EXERCISE GOAL - Leaving out every picture, copy the lines of the data exactly, from the first through the line containing "green grass blade.".

Referring expression pointing data
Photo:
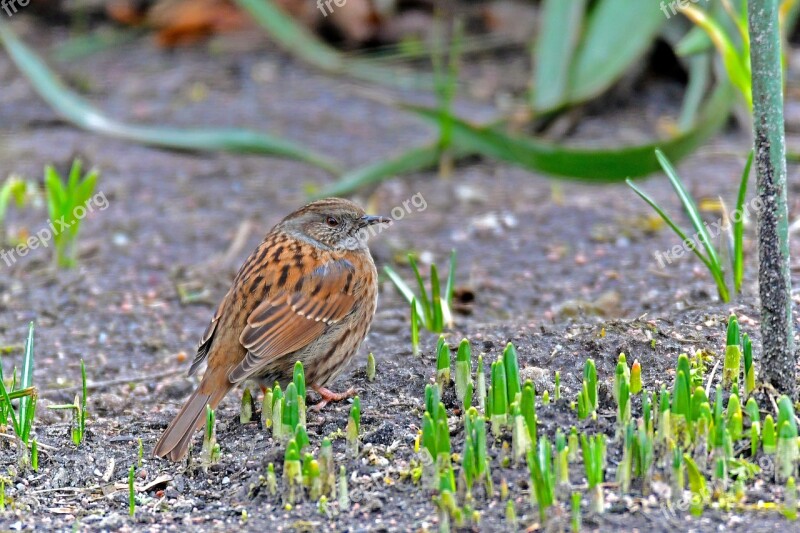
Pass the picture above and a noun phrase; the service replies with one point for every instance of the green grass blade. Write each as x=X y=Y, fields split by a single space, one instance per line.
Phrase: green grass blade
x=19 y=393
x=436 y=302
x=590 y=165
x=14 y=420
x=699 y=76
x=26 y=382
x=74 y=175
x=560 y=25
x=671 y=223
x=737 y=65
x=738 y=228
x=618 y=33
x=447 y=298
x=691 y=210
x=82 y=114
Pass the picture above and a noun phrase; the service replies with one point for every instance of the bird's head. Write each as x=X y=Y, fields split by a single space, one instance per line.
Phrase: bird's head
x=334 y=223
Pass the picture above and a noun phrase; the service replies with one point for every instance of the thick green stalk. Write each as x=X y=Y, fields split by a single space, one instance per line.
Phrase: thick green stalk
x=778 y=360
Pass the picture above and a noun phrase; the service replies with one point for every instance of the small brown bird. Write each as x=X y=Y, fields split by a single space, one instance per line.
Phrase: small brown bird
x=307 y=293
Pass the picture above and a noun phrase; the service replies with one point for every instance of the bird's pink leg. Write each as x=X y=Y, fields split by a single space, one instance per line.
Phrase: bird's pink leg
x=330 y=396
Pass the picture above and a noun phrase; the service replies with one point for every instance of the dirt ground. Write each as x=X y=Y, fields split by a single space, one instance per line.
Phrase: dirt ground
x=549 y=264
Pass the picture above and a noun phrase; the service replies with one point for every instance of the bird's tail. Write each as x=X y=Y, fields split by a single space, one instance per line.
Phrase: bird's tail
x=176 y=439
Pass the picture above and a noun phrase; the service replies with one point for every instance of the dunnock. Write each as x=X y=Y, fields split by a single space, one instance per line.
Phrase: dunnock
x=307 y=293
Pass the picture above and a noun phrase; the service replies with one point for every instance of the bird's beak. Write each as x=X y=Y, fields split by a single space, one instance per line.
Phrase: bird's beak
x=368 y=220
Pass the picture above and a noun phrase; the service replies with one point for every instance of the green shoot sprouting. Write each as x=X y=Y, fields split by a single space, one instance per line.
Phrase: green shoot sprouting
x=590 y=377
x=733 y=354
x=520 y=438
x=481 y=380
x=266 y=409
x=749 y=367
x=211 y=451
x=511 y=364
x=790 y=500
x=432 y=312
x=499 y=398
x=442 y=364
x=131 y=492
x=561 y=460
x=277 y=413
x=64 y=200
x=353 y=426
x=24 y=391
x=575 y=512
x=787 y=450
x=542 y=477
x=78 y=408
x=697 y=484
x=511 y=516
x=290 y=412
x=272 y=480
x=371 y=370
x=528 y=410
x=246 y=407
x=414 y=328
x=594 y=461
x=344 y=495
x=625 y=466
x=327 y=471
x=13 y=188
x=636 y=377
x=35 y=455
x=702 y=238
x=734 y=418
x=557 y=387
x=769 y=441
x=299 y=380
x=463 y=369
x=623 y=400
x=292 y=473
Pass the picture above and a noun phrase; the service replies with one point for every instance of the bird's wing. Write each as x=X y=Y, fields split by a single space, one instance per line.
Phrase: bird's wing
x=291 y=319
x=208 y=337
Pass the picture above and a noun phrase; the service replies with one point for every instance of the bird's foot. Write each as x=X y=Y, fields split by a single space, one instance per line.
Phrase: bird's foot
x=330 y=396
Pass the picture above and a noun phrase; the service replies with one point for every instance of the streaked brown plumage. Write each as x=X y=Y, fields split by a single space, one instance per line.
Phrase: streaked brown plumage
x=307 y=293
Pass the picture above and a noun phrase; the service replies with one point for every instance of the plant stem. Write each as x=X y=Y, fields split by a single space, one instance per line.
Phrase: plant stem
x=778 y=361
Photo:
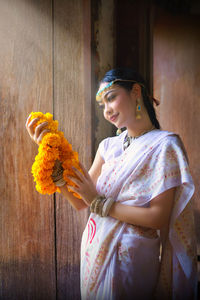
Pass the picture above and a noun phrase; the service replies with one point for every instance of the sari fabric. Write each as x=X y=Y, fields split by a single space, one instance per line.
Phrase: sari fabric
x=122 y=261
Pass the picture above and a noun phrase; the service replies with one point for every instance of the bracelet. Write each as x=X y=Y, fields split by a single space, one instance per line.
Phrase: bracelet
x=101 y=205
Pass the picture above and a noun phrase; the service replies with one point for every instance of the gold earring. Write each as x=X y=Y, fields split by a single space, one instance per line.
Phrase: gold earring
x=119 y=131
x=138 y=110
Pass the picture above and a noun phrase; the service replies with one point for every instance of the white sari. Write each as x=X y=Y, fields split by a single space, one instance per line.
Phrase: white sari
x=121 y=261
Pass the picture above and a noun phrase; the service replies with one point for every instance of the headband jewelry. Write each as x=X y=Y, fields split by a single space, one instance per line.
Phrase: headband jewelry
x=109 y=86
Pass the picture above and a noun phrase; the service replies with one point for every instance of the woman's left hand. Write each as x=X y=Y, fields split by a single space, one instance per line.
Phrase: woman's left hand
x=84 y=185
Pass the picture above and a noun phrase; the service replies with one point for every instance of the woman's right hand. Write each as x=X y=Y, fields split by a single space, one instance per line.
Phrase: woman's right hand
x=38 y=133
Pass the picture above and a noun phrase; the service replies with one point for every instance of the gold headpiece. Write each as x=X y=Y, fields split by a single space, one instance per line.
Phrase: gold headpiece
x=109 y=86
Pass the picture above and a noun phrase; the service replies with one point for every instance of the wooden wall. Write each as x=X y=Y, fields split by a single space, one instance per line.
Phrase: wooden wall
x=176 y=83
x=44 y=66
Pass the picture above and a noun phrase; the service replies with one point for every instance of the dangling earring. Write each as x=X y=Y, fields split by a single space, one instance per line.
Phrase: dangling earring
x=119 y=131
x=138 y=110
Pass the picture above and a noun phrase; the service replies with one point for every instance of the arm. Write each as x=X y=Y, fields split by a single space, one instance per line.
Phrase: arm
x=156 y=216
x=88 y=191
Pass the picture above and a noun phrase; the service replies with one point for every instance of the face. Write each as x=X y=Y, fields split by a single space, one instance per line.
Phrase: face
x=118 y=106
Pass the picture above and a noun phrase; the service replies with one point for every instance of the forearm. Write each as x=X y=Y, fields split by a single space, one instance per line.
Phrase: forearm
x=140 y=216
x=77 y=203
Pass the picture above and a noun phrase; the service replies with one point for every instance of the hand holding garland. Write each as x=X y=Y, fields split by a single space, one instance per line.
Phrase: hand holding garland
x=62 y=166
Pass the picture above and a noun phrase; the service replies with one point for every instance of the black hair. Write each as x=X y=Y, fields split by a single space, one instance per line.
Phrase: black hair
x=129 y=74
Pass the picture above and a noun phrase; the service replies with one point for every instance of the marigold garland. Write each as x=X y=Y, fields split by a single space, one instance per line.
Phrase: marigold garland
x=54 y=146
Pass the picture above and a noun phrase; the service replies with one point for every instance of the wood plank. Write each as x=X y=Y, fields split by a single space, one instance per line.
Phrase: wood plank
x=176 y=84
x=27 y=258
x=72 y=107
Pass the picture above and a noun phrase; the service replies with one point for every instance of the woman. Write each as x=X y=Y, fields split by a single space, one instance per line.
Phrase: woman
x=139 y=192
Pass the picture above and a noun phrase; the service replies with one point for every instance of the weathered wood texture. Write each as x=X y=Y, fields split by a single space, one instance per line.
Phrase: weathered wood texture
x=72 y=106
x=176 y=84
x=27 y=260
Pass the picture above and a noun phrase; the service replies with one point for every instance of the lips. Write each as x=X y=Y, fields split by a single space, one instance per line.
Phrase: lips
x=114 y=117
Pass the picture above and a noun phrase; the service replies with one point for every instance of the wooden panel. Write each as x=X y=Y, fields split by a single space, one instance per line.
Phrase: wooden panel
x=176 y=84
x=72 y=107
x=27 y=264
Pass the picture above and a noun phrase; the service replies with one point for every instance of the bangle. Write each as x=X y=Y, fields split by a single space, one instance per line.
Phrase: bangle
x=60 y=182
x=101 y=205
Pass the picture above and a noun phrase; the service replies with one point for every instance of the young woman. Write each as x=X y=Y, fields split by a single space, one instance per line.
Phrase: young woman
x=139 y=192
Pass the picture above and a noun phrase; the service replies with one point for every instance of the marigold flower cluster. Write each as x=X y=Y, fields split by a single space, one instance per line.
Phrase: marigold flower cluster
x=54 y=146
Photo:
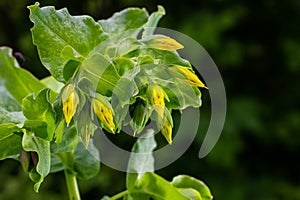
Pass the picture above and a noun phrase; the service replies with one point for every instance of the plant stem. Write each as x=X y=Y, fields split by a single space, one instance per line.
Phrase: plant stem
x=72 y=186
x=119 y=195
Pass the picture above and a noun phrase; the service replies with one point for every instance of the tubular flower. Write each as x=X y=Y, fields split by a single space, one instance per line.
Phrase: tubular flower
x=192 y=78
x=157 y=98
x=70 y=101
x=167 y=131
x=104 y=112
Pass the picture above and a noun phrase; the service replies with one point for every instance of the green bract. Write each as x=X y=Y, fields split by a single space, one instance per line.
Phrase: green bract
x=103 y=75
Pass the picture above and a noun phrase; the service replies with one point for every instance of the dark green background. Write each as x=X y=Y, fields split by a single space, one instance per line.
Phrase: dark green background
x=255 y=44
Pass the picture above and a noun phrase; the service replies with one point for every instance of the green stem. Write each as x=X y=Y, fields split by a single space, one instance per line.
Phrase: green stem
x=72 y=186
x=119 y=195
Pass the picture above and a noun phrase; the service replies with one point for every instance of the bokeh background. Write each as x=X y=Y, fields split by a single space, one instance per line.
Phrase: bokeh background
x=256 y=46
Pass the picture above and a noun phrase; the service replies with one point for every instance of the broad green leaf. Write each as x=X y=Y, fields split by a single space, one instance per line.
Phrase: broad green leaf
x=141 y=159
x=126 y=23
x=101 y=73
x=153 y=21
x=185 y=182
x=7 y=102
x=60 y=37
x=10 y=141
x=42 y=147
x=38 y=110
x=190 y=193
x=17 y=81
x=86 y=161
x=157 y=187
x=68 y=142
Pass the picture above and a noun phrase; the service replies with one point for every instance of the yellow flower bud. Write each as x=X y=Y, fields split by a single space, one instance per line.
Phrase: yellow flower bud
x=167 y=131
x=104 y=112
x=192 y=78
x=157 y=98
x=70 y=101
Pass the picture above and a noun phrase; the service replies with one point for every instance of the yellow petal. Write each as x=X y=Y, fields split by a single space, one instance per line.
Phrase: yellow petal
x=70 y=106
x=158 y=99
x=167 y=131
x=104 y=114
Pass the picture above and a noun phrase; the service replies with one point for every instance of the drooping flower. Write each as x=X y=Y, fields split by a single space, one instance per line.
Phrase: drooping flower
x=192 y=78
x=104 y=112
x=140 y=116
x=70 y=102
x=166 y=130
x=157 y=98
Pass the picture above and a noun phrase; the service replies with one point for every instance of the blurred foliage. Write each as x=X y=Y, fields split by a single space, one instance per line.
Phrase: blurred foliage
x=257 y=49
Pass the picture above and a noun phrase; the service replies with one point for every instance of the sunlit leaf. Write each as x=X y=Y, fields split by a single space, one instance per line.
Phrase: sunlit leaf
x=18 y=81
x=39 y=112
x=141 y=159
x=86 y=161
x=126 y=23
x=185 y=182
x=158 y=188
x=61 y=37
x=153 y=21
x=42 y=147
x=10 y=141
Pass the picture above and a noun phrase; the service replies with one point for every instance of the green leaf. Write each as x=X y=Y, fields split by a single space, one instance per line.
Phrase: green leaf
x=68 y=142
x=126 y=23
x=17 y=81
x=60 y=37
x=56 y=163
x=10 y=141
x=39 y=112
x=157 y=187
x=153 y=21
x=185 y=182
x=165 y=57
x=7 y=102
x=42 y=147
x=190 y=193
x=86 y=161
x=85 y=126
x=69 y=69
x=141 y=159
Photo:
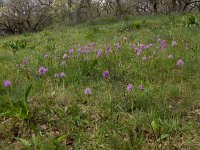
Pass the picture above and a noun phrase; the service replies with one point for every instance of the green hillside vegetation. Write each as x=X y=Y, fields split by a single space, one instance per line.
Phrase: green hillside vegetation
x=104 y=84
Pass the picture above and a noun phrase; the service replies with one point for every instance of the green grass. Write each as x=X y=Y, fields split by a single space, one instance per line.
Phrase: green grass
x=43 y=112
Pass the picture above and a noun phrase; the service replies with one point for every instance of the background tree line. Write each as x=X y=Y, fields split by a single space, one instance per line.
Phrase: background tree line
x=18 y=16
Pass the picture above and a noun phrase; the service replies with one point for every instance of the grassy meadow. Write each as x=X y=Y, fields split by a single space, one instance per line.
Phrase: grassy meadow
x=104 y=84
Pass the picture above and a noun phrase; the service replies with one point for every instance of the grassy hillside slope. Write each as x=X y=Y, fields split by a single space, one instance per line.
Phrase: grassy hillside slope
x=149 y=98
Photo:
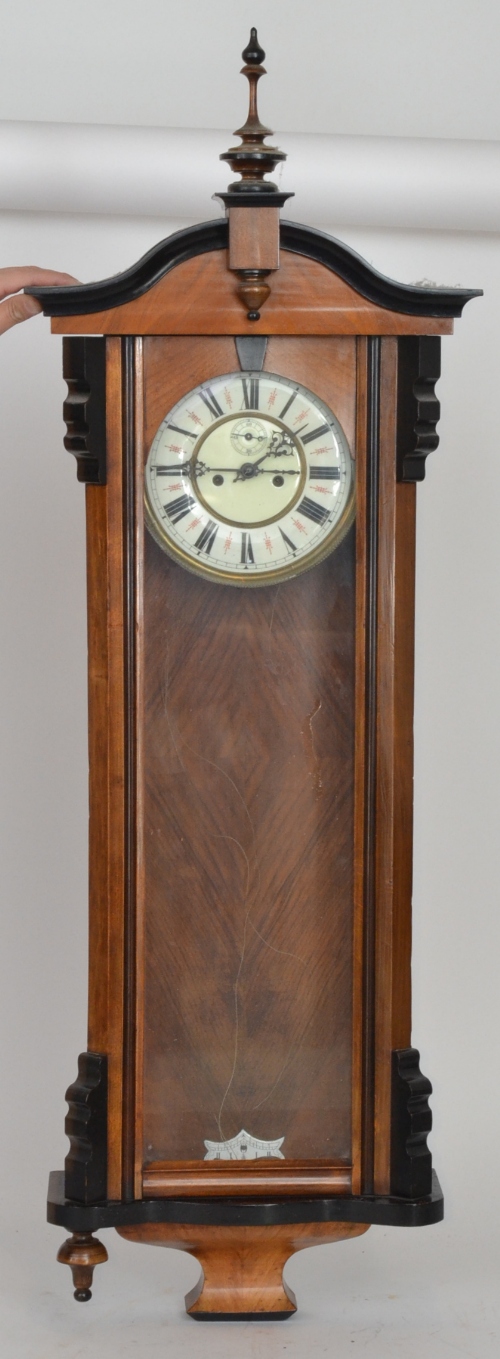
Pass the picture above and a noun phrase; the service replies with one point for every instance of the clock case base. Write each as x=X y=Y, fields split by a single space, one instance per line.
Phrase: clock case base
x=242 y=1246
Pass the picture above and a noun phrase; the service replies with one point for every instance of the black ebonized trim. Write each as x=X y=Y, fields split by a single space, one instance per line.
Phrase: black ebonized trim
x=371 y=631
x=212 y=235
x=124 y=287
x=241 y=1316
x=86 y=1124
x=84 y=407
x=385 y=292
x=419 y=411
x=131 y=776
x=260 y=197
x=411 y=1124
x=385 y=1210
x=252 y=351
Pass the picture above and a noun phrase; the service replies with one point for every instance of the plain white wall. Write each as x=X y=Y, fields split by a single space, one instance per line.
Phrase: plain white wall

YOUR RESPONSE -
Photo:
Pass the picture above and a noun phrase; the service replies with one point for every instance of the green grass blade. Write each as x=X y=Y, fields split by a single space, one instance per line.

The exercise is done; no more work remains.